AD Flashcards
(45 cards)
What is Aggregate Demand (AD)?
The total level of spending in the economy at any given price.
What are the components of Aggregate Demand (AD)?
AD = C + I + G + (X-M), where C=Consumption, I=Investment, G=Government Spending, and (X-M)=Net Exports.
Which component makes up the largest part of AD?
Consumption (C), accounting for about 60%.
What does investment refer to in the context of AD?
Spending by businesses on capital goods, such as new equipment and buildings.
Are transfer payments included in government spending (G) when calculating AD?
No, because money is just transferred from one group to another.
What does net exports (X-M) represent?
Exports minus imports.
Why is the AD curve downward sloping?
Income effect, Substitution effect, Real balance effect, Interest rate effect.
Explain the ‘income effect’ in relation to the AD curve.
A rise in prices reduces real incomes, so people buy less.

* * * *

## GOAL OF THE EXERCISE
Copy the aggregate demand flashcards word for word from "AD = C + I + G" up to and including "Exports minus imports.". The records that come next have nothing to do with this.

## RECORD EXTRACTS
* * * *

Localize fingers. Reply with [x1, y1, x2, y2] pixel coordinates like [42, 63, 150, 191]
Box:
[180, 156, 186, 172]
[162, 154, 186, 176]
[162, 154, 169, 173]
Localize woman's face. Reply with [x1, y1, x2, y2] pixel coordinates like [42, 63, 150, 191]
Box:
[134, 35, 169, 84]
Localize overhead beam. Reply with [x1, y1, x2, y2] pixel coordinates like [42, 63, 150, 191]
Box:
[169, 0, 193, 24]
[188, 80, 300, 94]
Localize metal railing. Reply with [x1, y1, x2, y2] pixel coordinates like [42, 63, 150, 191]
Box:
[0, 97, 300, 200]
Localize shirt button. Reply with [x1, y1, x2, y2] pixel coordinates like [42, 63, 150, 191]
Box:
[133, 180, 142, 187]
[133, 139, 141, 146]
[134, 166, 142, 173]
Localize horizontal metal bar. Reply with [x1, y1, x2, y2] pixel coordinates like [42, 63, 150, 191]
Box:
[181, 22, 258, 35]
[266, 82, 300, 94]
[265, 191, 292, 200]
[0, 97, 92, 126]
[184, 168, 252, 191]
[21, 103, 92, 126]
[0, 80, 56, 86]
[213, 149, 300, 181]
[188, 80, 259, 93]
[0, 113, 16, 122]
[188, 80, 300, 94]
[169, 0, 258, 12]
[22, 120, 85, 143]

* * * *

## EXERCISE RESPONSE
AD = C + I + G + (X-M), where C=Consumption, I=Investment, G=Government Spending, and (X-M)=Net Exports.
Which component makes up the largest part of AD?
Consumption (C), accounting for about 60%.
What does investment refer to in the context of AD?
Spending by businesses on capital goods, such as new equipment and buildings.
Are transfer payments included in government spending (G) when calculating AD?
No, because money is just transferred from one group to another.
What does net exports (X-M) represent?
Exports minus imports.